Source passage ->
# # # #
Reducing psychosocial risks should be part of boardroom discussions, says employment law expert speaking at upcoming masterclass
As an ardent advocator for DE&I, lawyer Alexandra Shields has been pleased to see organisations increasingly taking a proactive approach towards eliminating toxic behaviours and psychosocial risks from the workplace.
“What I'm seeing is that many clients are recognising the importance of getting on the front foot in relation to these issues,” says Shields, partner at Norton Rose Fulbright.
Reducing psychosocial risks has evolved into such an essential part of business operations, the issue should be part of boardroom discussions, she says.
“The big obligation on employers is to develop a culture whereby positive behaviours are role modelled from the top down. So this needs to be at the top of the agenda for boards and senior executive teams. It should be a matter that is seen as part of an ESG strategy in the same way as financial and commercial matters because it does affect an organisation's bottom line.”
Upcoming masterclass on psychosocial risks
Shields will be a speaker at the upcoming HRD Employment Law Masterclass in Sydney in November. As part of her presentation, she will be looking at organisations’ obligations under law with regards to toxic behaviour and psychosocial risk, and best practice to develop a positive, safe and effective workplace.
“Toxic behaviours in the workplace must be eliminated not only to comply with legal obligations but also because it directly inhibits inclusion. I am passionate about driving DE&I in my own firm and for my clients, to have positive workplaces and improved business outcomes.”
Some organisations have put extensive training programmes in place, she notes. These include workshops and modules, both in person and online, to assist in preparing managers to deal with negative behaviours and ensure senior leadership teams understand the gravity of workplace obligations.
Workplace risks to health and safety includes psychosocial hazards
Changes to the law have come into effect through the Respect@Work: Sexual Harassment National Inquiry Report and changes to the Fair Work Act, she says, which place a positive obligation on employers to minimise the risk of sexual harassment occurring in the workplace. There are also increased powers for the Fair Work Ombudsman and the Fair Work Commission in the way in which they deal with sexual harassment in the workplace.
That ties in with the Model WHS laws which makes clear that risks to health and safety includes psychosocial hazards, which includes toxic behaviours.
Shields says the best way to avoid these is to champion a holistic approach - creating a safe and positive culture.
“Not only is it a legal obligation to minimise toxic behaviours in the workplace but it creates better business outcomes to ensure that you have true DE&I,” she says.
“It needs everyone in the organisation to understand their personal liabilities in dealing with toxic behaviours and appropriate behaviours, as well as the organisation's vicarious liability for the behaviour of its employees.”
That should be backed with systems “whereby employees are protected with anti-victimisation mechanisms to be able to speak out openly with regards to complainants,” says Shields.
Workplace psychosocial hazards risk criminal liability for organisations
Poor behaviour that isn’t appropriately addressed will cost organisations, she says.
# # # #
What to work on -> In the article on psychosocial risks above, at what event is Alexandra Shields scheduled to speak?

Input data ->
# # # #
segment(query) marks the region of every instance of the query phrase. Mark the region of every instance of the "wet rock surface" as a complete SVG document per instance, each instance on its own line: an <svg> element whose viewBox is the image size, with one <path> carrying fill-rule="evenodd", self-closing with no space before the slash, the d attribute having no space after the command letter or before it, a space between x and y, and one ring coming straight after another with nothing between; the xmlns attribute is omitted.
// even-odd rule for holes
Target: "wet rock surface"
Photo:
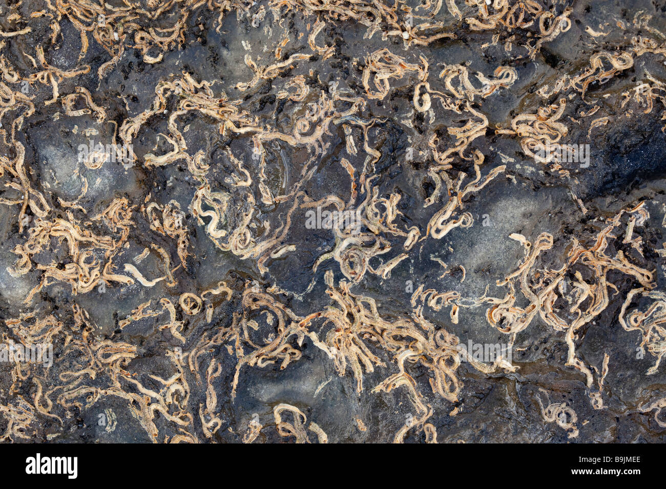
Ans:
<svg viewBox="0 0 666 489"><path fill-rule="evenodd" d="M0 439L664 439L666 3L0 7Z"/></svg>

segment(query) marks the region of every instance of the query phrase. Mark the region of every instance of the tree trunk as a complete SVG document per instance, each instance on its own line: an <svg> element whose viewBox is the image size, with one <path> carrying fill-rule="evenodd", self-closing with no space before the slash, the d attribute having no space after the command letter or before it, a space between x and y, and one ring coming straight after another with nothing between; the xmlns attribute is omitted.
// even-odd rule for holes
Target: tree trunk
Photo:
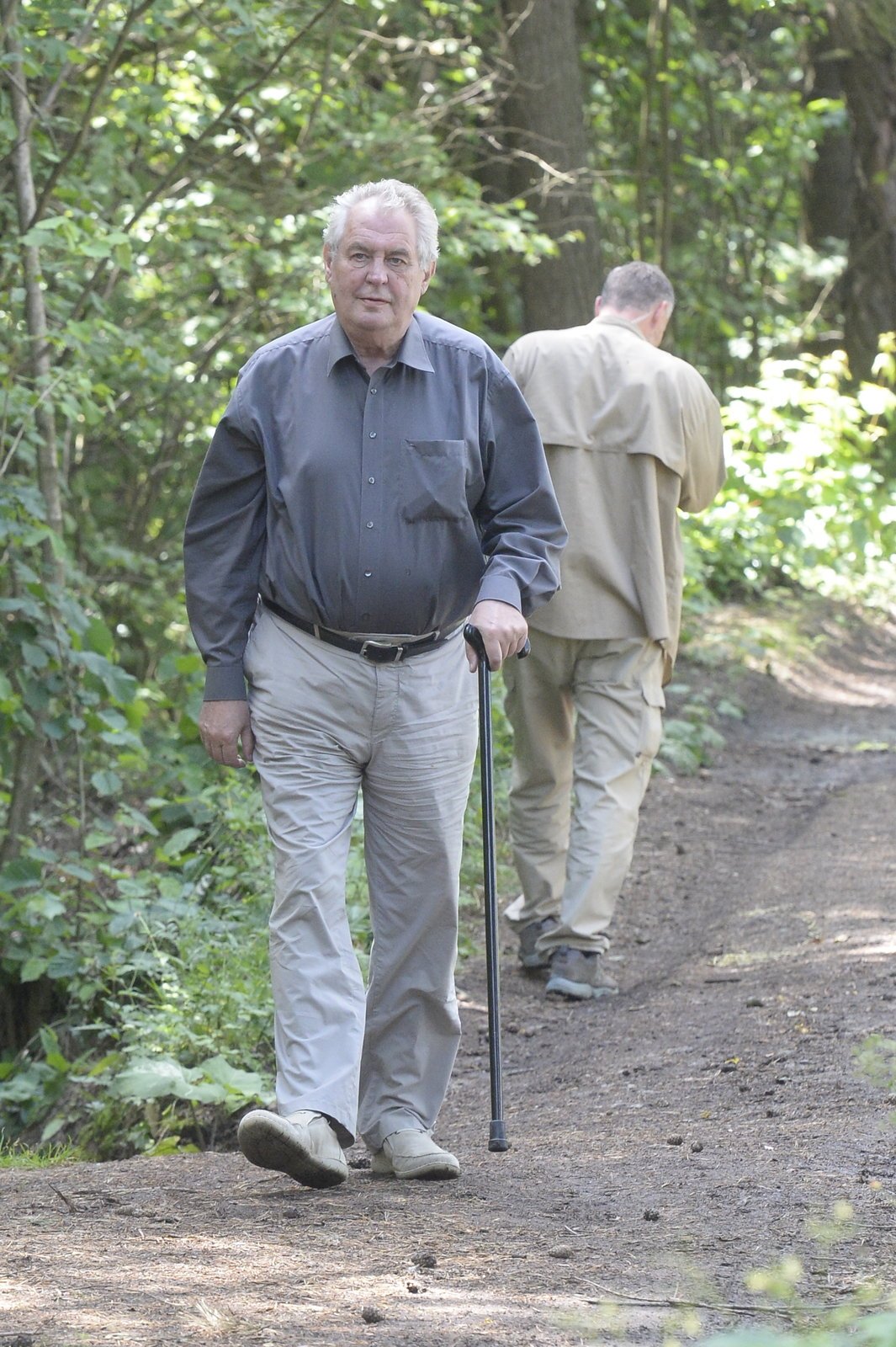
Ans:
<svg viewBox="0 0 896 1347"><path fill-rule="evenodd" d="M896 9L892 0L834 0L853 150L853 209L844 279L844 339L868 379L881 333L896 331Z"/></svg>
<svg viewBox="0 0 896 1347"><path fill-rule="evenodd" d="M12 172L16 186L16 207L19 230L24 238L35 224L38 197L31 168L31 100L24 71L22 39L17 31L17 0L3 0L3 30L7 55L9 57L7 77L9 82L9 102L16 128L16 143L12 148ZM22 273L24 282L26 323L31 339L31 376L38 391L48 387L51 379L50 346L47 343L47 310L43 299L40 253L34 244L22 244ZM40 397L35 407L38 427L38 481L47 511L47 523L54 533L62 536L62 490L59 485L59 462L57 454L57 426L48 397ZM44 548L47 568L57 585L65 582L62 558L47 546Z"/></svg>
<svg viewBox="0 0 896 1347"><path fill-rule="evenodd" d="M523 326L588 322L600 290L593 175L583 119L576 0L503 0L513 84L505 104L509 185L557 244L522 267Z"/></svg>

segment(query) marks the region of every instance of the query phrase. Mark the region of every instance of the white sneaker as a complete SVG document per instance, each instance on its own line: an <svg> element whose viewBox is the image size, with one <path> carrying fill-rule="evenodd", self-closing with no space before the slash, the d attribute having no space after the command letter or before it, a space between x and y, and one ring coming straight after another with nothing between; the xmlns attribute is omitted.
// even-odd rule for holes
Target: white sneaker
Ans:
<svg viewBox="0 0 896 1347"><path fill-rule="evenodd" d="M460 1161L437 1146L428 1131L408 1127L386 1137L382 1149L374 1152L370 1169L396 1179L456 1179Z"/></svg>
<svg viewBox="0 0 896 1347"><path fill-rule="evenodd" d="M309 1188L332 1188L348 1177L336 1133L322 1113L311 1109L288 1118L253 1109L239 1123L237 1142L250 1164L278 1169Z"/></svg>

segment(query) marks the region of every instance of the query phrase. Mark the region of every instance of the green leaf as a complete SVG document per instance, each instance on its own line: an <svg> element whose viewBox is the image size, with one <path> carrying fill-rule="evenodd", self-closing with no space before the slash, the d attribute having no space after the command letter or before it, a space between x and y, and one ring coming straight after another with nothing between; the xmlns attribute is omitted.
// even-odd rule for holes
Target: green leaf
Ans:
<svg viewBox="0 0 896 1347"><path fill-rule="evenodd" d="M0 889L7 892L27 889L32 884L39 884L42 874L43 865L39 861L19 857L16 861L8 861L0 870Z"/></svg>
<svg viewBox="0 0 896 1347"><path fill-rule="evenodd" d="M121 791L121 777L110 768L102 768L100 772L94 772L90 777L90 784L97 795L102 796L117 795Z"/></svg>
<svg viewBox="0 0 896 1347"><path fill-rule="evenodd" d="M47 962L31 955L19 968L19 982L36 982L47 971Z"/></svg>

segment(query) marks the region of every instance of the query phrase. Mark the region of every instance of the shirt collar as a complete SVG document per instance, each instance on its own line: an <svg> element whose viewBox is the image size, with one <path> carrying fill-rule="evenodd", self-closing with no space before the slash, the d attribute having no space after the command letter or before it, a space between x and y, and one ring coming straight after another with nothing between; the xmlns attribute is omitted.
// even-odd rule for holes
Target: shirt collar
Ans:
<svg viewBox="0 0 896 1347"><path fill-rule="evenodd" d="M634 333L635 337L640 337L642 341L647 341L638 323L630 323L627 318L620 318L618 314L597 314L596 318L592 318L592 322L605 325L607 327L624 327L627 331Z"/></svg>
<svg viewBox="0 0 896 1347"><path fill-rule="evenodd" d="M332 315L332 327L330 329L330 352L327 357L327 373L332 370L340 360L346 356L354 356L354 348L348 338L346 337L342 323ZM409 365L412 369L422 369L424 373L432 374L433 366L429 356L426 354L426 343L424 342L422 331L420 330L420 323L414 315L410 319L410 326L405 335L401 338L401 345L396 352L394 357L389 361L389 365ZM389 368L389 366L386 366Z"/></svg>

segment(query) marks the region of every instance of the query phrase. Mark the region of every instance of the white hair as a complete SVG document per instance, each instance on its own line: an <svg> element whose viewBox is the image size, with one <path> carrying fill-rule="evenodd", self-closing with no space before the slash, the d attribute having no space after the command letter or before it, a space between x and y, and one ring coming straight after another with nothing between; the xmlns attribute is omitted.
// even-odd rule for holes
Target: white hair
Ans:
<svg viewBox="0 0 896 1347"><path fill-rule="evenodd" d="M334 197L330 217L324 229L324 244L339 251L346 221L352 206L362 201L377 201L383 210L406 210L417 226L417 261L429 271L439 257L439 221L422 191L397 178L383 178L379 182L362 182Z"/></svg>

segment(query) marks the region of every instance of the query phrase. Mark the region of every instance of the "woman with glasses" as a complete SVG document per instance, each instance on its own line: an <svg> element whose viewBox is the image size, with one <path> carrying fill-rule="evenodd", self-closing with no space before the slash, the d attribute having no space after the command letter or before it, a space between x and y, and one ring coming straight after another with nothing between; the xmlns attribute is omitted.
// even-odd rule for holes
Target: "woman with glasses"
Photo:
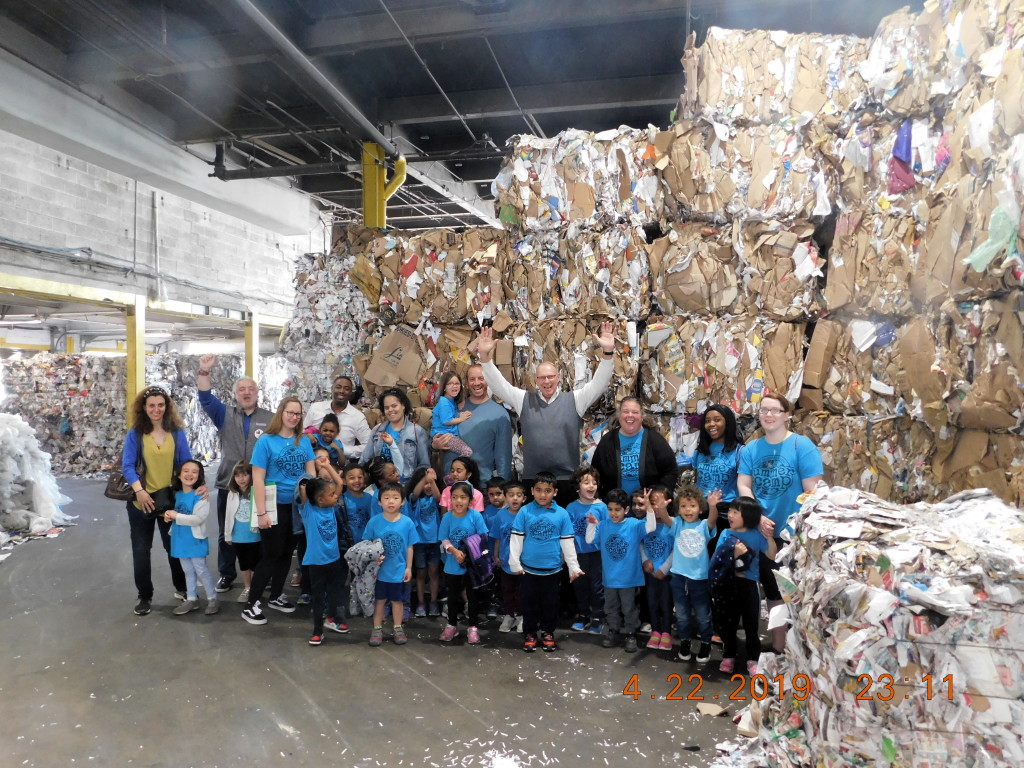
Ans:
<svg viewBox="0 0 1024 768"><path fill-rule="evenodd" d="M144 616L153 602L150 555L155 528L160 528L160 539L167 551L175 596L185 599L185 573L178 559L171 557L171 524L164 520L162 514L156 514L157 503L153 495L170 487L176 469L191 459L191 451L174 400L160 387L148 387L135 395L130 411L132 427L125 436L121 473L135 492L135 498L127 502L126 507L131 528L135 589L138 591L135 614Z"/></svg>
<svg viewBox="0 0 1024 768"><path fill-rule="evenodd" d="M249 624L266 624L261 601L268 584L270 599L266 604L283 613L295 612L295 606L284 595L295 549L292 498L304 474L315 475L313 460L309 440L302 438L302 403L297 397L286 397L266 432L256 440L251 461L260 559L253 570L249 604L242 611Z"/></svg>
<svg viewBox="0 0 1024 768"><path fill-rule="evenodd" d="M413 403L397 387L381 392L377 404L384 414L384 421L370 433L362 463L382 457L394 464L401 482L407 482L416 470L430 466L430 438L426 430L413 421Z"/></svg>
<svg viewBox="0 0 1024 768"><path fill-rule="evenodd" d="M797 498L813 490L824 473L817 446L807 437L790 431L792 418L793 406L782 395L771 394L761 399L758 419L765 435L743 447L736 478L739 496L752 496L761 503L764 508L761 532L774 536L778 546L782 544L778 536L788 527L790 515L800 509ZM774 560L761 555L761 585L769 610L782 604L775 583L777 568ZM771 634L772 647L781 652L785 647L785 627L778 627Z"/></svg>

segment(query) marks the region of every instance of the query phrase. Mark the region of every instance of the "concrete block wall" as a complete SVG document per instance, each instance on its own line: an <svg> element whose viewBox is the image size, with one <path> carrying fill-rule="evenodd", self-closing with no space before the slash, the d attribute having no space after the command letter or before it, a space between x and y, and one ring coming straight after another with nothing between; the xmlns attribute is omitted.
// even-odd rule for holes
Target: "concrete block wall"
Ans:
<svg viewBox="0 0 1024 768"><path fill-rule="evenodd" d="M327 250L328 231L283 237L0 131L0 237L94 252L76 263L0 242L2 271L290 316L295 257Z"/></svg>

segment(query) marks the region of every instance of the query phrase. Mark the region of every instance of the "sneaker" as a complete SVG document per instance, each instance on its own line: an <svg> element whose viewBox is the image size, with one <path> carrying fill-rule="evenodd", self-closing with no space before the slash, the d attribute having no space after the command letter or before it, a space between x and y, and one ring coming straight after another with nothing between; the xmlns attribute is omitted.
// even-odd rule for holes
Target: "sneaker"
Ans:
<svg viewBox="0 0 1024 768"><path fill-rule="evenodd" d="M185 600L174 609L174 615L183 616L185 613L191 613L194 610L199 610L199 600Z"/></svg>
<svg viewBox="0 0 1024 768"><path fill-rule="evenodd" d="M273 600L267 603L268 606L274 610L280 610L282 613L294 613L295 606L288 602L288 598L284 595L278 595Z"/></svg>
<svg viewBox="0 0 1024 768"><path fill-rule="evenodd" d="M243 608L242 617L249 622L249 624L266 624L266 616L259 609L259 600Z"/></svg>
<svg viewBox="0 0 1024 768"><path fill-rule="evenodd" d="M324 629L331 630L331 632L337 632L340 635L345 635L348 633L348 625L343 622L336 622L333 618L324 620Z"/></svg>

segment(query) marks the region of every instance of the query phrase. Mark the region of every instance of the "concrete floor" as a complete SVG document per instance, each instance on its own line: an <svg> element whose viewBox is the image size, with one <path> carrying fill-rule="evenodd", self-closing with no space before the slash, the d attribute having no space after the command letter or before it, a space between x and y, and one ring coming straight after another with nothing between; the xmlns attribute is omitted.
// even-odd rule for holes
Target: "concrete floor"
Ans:
<svg viewBox="0 0 1024 768"><path fill-rule="evenodd" d="M0 564L3 765L707 766L738 738L666 700L668 676L685 697L702 673L699 693L728 703L718 651L701 670L562 630L559 651L527 655L497 622L479 647L444 647L437 618L413 620L404 647L371 648L356 620L314 648L308 608L251 627L238 589L219 615L172 615L159 537L154 611L135 616L123 508L101 481L60 485L78 525ZM634 674L639 700L622 693Z"/></svg>

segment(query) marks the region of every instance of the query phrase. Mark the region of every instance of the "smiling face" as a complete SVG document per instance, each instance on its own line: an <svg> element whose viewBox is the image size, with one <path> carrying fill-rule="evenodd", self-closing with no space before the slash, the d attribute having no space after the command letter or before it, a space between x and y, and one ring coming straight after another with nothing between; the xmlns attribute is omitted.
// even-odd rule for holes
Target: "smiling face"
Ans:
<svg viewBox="0 0 1024 768"><path fill-rule="evenodd" d="M558 369L555 368L554 364L542 362L537 367L537 390L541 393L542 397L549 399L551 395L558 391L561 383L562 375L558 373Z"/></svg>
# # # #
Task solution -> The HRD Employment Law Masterclass in Sydney in November.